**Extrait du texte:**
Bien que cela puisse paraître très basique, cette première spécificité propre aux secteurs culturels marque une distinction non-négligeable avec les industries standards. Alors que la question de la répétition est au cœur de notre vision de l’industrie, au cinéma une des particularités vient du fait que chaque film est un objet produit de manière unique. Il s’agit de fabriquer un prototype à chaque fois différent du précédent avec des spécificités propres en termes de résultat évidemment mais également en termes de fabrication et c’est ce qui nous intéresse ici. Imaginons la fabrication d’un objet dans une industrie standard en prenant l’exemple de la voiture. Bien que pour une même marque, de nombreux modèles différents sont conçus et fabriqués changeant ainsi de taille, de forme, d’usage, de niveaux de technologie ou de prestige, un même modèle est fabriqué à répétition et est ensuite vendu à grande échelle. Cette répétition de fabrication a l’avantage indéniable de permettre la mise en place de procédures de fabrication fixes : les machines conçues sont rentabilisées par la multiplication de leur usage ou encore la très célèbre chaîne de travail instaurée par Taylor et mis en pratique par Ford pour cette même industrie (logique de travail alors très utilisée dans la plupart des techniques industrielles). De manière évidente, la reproduction répétitive permet d’assoir facilement différentes stratégies de management qui peuvent se pérenniser dans le temps. La fabrication d’un nouveau modèle de voiture différent du précédent ne remet que très rarement en question la durabilité et l’efficacité des stratégies mises en place.

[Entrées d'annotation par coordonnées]

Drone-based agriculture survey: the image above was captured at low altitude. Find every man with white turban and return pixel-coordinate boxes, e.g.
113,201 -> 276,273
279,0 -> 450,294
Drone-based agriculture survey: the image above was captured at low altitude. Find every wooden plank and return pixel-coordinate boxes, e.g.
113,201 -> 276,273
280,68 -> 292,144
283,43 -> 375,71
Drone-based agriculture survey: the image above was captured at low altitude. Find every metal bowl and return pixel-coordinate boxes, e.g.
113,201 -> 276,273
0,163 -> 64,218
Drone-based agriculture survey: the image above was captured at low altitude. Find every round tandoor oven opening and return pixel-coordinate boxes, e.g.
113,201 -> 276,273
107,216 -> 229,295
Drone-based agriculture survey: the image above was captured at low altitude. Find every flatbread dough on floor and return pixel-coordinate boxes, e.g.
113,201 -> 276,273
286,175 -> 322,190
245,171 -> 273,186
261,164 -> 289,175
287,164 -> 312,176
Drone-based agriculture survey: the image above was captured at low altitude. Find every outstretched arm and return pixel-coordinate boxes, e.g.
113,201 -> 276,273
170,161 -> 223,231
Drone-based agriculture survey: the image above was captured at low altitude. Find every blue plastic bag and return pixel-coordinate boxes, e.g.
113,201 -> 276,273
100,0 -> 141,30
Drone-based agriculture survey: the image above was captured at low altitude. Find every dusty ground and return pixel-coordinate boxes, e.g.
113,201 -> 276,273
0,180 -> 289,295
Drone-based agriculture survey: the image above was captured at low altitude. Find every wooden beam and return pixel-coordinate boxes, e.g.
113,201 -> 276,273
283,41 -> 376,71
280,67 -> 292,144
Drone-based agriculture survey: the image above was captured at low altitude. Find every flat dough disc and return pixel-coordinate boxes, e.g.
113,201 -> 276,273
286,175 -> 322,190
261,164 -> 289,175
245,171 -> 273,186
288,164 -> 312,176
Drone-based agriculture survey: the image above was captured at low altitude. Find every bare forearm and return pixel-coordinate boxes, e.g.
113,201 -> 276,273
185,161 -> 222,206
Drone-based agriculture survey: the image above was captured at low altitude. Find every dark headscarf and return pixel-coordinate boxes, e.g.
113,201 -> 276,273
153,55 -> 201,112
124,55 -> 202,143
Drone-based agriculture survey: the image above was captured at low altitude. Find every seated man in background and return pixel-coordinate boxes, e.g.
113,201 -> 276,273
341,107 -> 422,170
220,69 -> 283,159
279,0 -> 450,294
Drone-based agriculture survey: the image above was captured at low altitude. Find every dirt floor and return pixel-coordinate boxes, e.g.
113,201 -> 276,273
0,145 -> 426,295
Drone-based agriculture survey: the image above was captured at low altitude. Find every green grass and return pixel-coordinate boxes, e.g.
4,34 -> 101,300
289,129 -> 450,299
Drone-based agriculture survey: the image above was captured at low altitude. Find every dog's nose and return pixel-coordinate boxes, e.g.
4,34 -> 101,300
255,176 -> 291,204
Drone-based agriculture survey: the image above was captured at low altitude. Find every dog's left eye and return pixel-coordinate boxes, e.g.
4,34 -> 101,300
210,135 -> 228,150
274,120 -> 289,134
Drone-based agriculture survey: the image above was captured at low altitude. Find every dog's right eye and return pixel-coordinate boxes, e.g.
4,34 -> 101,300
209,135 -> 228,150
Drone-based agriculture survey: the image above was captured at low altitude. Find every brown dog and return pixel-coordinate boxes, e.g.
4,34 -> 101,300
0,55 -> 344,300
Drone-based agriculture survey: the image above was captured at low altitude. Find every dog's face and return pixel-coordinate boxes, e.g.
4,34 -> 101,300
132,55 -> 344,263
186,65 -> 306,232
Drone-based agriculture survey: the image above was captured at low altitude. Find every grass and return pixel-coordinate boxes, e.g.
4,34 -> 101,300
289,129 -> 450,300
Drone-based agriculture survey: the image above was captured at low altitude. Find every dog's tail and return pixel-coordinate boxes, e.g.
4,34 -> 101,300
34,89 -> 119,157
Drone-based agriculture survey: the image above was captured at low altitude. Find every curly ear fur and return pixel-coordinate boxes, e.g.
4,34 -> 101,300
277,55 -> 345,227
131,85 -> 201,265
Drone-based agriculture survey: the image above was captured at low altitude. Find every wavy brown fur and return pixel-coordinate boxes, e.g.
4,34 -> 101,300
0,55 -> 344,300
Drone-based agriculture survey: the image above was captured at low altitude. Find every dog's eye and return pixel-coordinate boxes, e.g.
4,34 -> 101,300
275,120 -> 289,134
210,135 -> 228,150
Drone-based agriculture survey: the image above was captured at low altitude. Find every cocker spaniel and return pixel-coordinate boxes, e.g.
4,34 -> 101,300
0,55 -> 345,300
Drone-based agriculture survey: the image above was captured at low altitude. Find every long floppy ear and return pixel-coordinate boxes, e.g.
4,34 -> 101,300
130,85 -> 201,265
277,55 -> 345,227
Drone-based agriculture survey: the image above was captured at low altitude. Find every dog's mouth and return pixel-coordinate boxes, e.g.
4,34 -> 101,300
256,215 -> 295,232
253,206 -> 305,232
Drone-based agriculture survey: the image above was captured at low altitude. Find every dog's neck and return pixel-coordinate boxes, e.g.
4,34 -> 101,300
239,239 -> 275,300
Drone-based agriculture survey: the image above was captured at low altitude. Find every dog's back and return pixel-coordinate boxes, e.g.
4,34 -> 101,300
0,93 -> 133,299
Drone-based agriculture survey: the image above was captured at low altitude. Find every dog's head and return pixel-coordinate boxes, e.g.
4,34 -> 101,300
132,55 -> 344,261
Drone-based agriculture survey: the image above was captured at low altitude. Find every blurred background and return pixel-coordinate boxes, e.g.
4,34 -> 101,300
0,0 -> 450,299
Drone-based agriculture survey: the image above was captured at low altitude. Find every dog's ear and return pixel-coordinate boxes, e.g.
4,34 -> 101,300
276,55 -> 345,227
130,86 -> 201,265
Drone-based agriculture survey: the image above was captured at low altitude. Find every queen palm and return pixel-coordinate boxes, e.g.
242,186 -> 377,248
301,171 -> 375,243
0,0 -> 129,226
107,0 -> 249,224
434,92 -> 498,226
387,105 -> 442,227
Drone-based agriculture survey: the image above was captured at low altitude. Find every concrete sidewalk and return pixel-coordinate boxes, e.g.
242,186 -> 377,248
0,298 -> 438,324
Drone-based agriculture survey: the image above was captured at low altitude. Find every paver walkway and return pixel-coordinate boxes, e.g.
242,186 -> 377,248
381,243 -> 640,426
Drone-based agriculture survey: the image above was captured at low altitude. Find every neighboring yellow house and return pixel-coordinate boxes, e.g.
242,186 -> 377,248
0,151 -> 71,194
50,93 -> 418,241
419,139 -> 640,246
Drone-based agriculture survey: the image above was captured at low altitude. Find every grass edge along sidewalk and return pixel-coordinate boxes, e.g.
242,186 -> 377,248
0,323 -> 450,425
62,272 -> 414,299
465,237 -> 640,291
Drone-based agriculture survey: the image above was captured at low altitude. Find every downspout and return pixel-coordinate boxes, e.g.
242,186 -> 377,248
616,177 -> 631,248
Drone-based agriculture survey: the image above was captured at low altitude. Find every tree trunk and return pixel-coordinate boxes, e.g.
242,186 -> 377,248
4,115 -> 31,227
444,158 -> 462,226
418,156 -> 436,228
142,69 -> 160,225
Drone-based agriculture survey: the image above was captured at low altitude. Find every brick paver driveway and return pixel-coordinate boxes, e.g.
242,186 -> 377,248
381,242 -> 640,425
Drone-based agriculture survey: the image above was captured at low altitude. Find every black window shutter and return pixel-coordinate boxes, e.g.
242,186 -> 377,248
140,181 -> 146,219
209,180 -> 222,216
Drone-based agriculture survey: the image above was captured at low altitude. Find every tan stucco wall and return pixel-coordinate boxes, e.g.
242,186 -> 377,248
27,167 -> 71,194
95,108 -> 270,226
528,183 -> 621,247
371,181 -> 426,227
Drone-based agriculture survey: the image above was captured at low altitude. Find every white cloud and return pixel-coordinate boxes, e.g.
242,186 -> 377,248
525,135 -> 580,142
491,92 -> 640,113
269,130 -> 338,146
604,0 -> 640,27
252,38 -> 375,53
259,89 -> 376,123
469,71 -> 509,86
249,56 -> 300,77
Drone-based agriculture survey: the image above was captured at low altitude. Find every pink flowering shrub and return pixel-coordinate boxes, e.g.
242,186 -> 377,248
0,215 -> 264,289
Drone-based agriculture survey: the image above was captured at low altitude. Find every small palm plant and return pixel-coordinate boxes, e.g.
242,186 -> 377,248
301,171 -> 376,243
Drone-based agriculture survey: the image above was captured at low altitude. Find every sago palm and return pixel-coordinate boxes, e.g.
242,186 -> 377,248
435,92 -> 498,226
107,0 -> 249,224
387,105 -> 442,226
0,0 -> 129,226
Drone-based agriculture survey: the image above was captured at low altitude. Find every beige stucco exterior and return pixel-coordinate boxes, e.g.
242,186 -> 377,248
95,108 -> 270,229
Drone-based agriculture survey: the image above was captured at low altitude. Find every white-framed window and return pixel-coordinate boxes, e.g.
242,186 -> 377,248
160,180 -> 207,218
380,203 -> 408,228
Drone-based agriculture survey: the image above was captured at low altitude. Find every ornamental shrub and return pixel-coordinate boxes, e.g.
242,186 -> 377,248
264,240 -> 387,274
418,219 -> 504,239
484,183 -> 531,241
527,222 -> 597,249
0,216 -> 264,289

**Consignes à suivre:**
A - Répondez à ces questions sur l'extrait consacré à la fabrication des films :
(i) Selon l'extrait, de quelle manière chaque film est-il produit ?
(ii) Quel objet sert d'exemple pour la fabrication dans une industrie standard ?
(iii) Qui a instauré la chaîne de travail, et qui l'a mise en pratique ?
B - Indiquez combien de lignes des entrées contiennent la chaîne "white". Ne donnez que ce nombre.

**Résultats finaux:**
A -
(i) Chaque film est un objet produit de manière unique, un prototype chaque fois différent du précédent.
(ii) La voiture.
(iii) Taylor l'a instaurée, et Ford l'a mise en pratique.

B - 3